**WHAT IS NEEDED:**
Return everything from the line containing "Please mark every instance of the stone wall" down to the end of the data below, reproduced verbatim and including both ends.

**DATA IN THIS EXERCISE:**
_ _ _ _ _ _ _
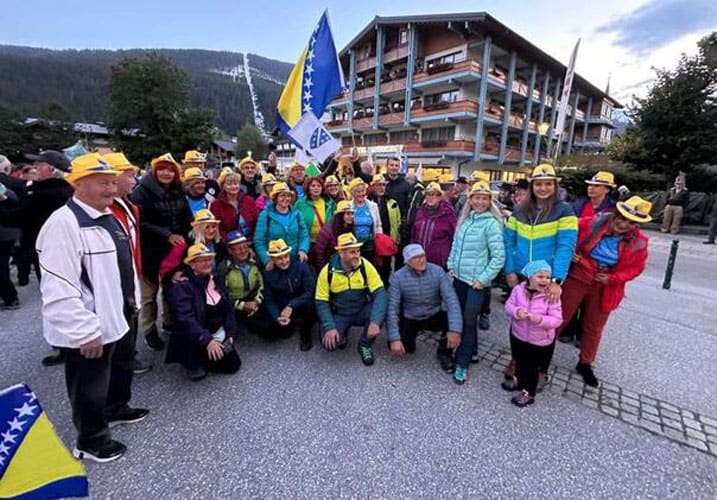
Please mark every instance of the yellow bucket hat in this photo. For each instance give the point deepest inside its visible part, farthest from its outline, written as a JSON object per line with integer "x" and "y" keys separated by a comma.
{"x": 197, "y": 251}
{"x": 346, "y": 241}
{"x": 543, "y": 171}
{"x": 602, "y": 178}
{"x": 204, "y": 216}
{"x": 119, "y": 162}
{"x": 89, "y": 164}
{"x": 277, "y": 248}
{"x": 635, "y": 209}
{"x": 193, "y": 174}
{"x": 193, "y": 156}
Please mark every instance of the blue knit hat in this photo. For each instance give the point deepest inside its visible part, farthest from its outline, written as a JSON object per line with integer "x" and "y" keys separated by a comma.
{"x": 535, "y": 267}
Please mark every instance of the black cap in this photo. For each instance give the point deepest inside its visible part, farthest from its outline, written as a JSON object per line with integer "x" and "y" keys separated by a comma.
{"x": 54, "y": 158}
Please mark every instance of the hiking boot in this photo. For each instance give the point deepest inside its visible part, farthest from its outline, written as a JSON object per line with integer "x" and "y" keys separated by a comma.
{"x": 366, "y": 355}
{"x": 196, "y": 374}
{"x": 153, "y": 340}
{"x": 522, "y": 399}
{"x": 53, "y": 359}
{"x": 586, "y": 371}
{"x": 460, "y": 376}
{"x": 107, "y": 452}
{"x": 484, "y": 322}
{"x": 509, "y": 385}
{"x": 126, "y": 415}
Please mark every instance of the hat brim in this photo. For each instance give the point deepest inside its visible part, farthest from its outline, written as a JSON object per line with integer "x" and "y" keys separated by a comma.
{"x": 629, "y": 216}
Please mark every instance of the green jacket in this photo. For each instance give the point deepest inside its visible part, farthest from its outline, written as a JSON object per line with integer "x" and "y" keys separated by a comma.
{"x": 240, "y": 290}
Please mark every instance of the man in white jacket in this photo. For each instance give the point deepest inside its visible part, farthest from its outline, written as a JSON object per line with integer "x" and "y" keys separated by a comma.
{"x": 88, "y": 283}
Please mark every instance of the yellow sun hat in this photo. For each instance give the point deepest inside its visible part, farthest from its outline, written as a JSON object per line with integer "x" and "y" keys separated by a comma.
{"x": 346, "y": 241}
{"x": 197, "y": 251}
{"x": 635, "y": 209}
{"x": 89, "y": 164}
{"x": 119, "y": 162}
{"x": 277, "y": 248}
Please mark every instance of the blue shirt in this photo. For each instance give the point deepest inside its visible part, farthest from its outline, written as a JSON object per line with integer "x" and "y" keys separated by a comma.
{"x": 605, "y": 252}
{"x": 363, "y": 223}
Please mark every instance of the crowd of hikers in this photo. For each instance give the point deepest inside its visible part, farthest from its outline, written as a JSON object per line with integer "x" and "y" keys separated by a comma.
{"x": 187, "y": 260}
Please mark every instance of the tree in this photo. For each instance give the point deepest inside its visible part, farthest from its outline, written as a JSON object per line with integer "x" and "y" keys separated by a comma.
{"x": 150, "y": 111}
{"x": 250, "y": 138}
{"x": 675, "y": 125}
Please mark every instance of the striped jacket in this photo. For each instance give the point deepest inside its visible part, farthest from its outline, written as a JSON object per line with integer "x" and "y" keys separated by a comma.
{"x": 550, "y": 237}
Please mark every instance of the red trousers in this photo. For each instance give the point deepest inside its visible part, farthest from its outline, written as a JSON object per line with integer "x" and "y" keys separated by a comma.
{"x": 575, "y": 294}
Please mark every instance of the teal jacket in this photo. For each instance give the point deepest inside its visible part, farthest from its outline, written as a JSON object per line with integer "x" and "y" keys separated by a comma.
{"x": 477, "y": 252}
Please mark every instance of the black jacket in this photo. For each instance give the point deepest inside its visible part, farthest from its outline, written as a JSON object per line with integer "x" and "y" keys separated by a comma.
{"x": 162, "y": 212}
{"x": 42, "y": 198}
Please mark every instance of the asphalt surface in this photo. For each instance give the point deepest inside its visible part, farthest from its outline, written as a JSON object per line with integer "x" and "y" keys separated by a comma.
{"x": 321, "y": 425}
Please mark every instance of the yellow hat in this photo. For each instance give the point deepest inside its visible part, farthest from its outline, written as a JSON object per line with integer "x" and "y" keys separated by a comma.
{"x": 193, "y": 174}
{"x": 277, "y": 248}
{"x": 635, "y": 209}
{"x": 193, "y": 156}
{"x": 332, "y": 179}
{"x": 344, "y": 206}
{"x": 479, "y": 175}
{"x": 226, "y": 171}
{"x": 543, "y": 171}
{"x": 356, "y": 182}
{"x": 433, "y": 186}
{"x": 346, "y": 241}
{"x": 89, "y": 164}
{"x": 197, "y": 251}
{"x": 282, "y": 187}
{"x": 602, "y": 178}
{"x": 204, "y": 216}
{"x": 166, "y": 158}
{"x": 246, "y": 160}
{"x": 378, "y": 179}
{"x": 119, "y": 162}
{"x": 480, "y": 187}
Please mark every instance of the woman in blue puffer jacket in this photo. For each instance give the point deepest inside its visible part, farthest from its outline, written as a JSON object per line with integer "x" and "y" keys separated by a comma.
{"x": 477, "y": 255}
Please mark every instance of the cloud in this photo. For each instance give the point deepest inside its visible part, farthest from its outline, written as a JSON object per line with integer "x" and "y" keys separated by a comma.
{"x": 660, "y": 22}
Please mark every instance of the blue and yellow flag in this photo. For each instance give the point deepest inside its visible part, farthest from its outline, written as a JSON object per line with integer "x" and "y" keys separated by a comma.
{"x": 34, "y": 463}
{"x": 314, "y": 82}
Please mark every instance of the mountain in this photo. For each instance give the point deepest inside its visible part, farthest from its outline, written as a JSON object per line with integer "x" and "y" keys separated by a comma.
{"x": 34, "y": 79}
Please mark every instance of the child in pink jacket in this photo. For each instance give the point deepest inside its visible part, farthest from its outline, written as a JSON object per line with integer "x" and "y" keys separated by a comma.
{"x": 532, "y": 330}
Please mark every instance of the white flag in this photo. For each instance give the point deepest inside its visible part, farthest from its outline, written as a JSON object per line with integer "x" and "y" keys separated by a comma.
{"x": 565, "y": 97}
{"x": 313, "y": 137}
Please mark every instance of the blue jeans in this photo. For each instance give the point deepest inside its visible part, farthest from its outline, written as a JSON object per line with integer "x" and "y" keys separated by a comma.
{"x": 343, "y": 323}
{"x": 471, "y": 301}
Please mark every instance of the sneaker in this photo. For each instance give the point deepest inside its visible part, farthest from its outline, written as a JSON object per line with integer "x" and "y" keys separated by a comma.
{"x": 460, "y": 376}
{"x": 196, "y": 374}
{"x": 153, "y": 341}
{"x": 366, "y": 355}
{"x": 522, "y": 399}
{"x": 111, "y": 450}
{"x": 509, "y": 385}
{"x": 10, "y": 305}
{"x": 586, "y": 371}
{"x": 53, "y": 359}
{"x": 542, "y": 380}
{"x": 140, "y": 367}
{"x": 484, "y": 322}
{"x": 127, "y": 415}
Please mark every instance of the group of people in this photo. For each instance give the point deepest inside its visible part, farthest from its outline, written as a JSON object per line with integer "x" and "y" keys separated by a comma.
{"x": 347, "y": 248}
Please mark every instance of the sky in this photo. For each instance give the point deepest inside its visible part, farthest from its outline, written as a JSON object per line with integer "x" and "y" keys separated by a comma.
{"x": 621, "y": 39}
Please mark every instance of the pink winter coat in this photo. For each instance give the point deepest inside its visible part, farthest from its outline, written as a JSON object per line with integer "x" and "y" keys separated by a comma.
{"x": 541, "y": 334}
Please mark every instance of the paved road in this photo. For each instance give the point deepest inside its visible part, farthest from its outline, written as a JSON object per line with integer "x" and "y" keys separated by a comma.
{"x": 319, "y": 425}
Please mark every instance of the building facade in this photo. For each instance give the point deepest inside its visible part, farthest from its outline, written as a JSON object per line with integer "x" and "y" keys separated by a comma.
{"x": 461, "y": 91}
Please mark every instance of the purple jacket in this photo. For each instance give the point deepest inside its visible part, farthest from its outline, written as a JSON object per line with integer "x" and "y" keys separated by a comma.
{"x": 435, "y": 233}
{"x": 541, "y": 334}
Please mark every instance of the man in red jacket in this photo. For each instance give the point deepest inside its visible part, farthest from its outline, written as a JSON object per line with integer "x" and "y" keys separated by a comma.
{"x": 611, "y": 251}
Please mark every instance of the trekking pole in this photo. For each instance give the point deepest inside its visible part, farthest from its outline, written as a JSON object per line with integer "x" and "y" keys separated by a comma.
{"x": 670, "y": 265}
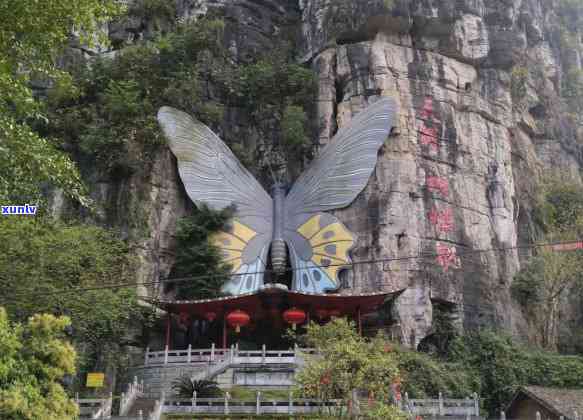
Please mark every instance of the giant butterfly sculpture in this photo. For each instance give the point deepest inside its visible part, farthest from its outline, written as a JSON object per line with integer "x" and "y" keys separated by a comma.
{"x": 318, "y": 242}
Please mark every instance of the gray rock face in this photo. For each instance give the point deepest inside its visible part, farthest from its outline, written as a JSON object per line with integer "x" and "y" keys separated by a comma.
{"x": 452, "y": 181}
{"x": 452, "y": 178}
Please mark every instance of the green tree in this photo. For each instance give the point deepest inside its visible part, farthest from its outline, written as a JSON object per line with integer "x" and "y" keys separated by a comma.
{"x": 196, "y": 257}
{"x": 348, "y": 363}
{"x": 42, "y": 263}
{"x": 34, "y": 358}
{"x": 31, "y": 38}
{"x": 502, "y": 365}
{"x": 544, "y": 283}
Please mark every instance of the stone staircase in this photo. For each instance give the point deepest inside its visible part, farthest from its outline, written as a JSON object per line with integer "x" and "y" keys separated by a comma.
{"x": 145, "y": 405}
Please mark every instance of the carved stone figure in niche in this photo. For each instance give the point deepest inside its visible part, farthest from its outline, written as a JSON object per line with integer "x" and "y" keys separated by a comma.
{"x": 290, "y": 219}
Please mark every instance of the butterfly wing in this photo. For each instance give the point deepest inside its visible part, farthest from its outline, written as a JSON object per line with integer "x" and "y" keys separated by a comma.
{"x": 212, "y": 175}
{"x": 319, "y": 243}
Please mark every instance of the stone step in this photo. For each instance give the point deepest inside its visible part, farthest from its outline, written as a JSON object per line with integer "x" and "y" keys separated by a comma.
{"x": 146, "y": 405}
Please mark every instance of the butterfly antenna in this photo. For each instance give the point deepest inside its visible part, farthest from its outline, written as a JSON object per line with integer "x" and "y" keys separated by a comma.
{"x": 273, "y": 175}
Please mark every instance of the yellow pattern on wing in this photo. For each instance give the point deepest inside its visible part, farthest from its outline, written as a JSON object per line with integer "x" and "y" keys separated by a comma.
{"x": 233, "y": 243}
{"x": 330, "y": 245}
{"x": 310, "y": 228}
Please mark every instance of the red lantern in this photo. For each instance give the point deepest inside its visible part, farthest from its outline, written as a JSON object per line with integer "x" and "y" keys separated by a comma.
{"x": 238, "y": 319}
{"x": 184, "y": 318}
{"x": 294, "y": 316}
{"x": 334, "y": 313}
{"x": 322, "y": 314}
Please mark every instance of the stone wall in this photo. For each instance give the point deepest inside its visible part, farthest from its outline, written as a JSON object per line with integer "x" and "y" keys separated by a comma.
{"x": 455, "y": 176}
_ _ _ _ _ _ _
**SOLUTION FOR THIS TASK:**
Please mark every instance of the stone wall in this photo. For each instance give the point deepest inside its visible part, farthest from its outline, written as a JSON object per line with integer "x" and "y" keys separated by a comma.
{"x": 455, "y": 176}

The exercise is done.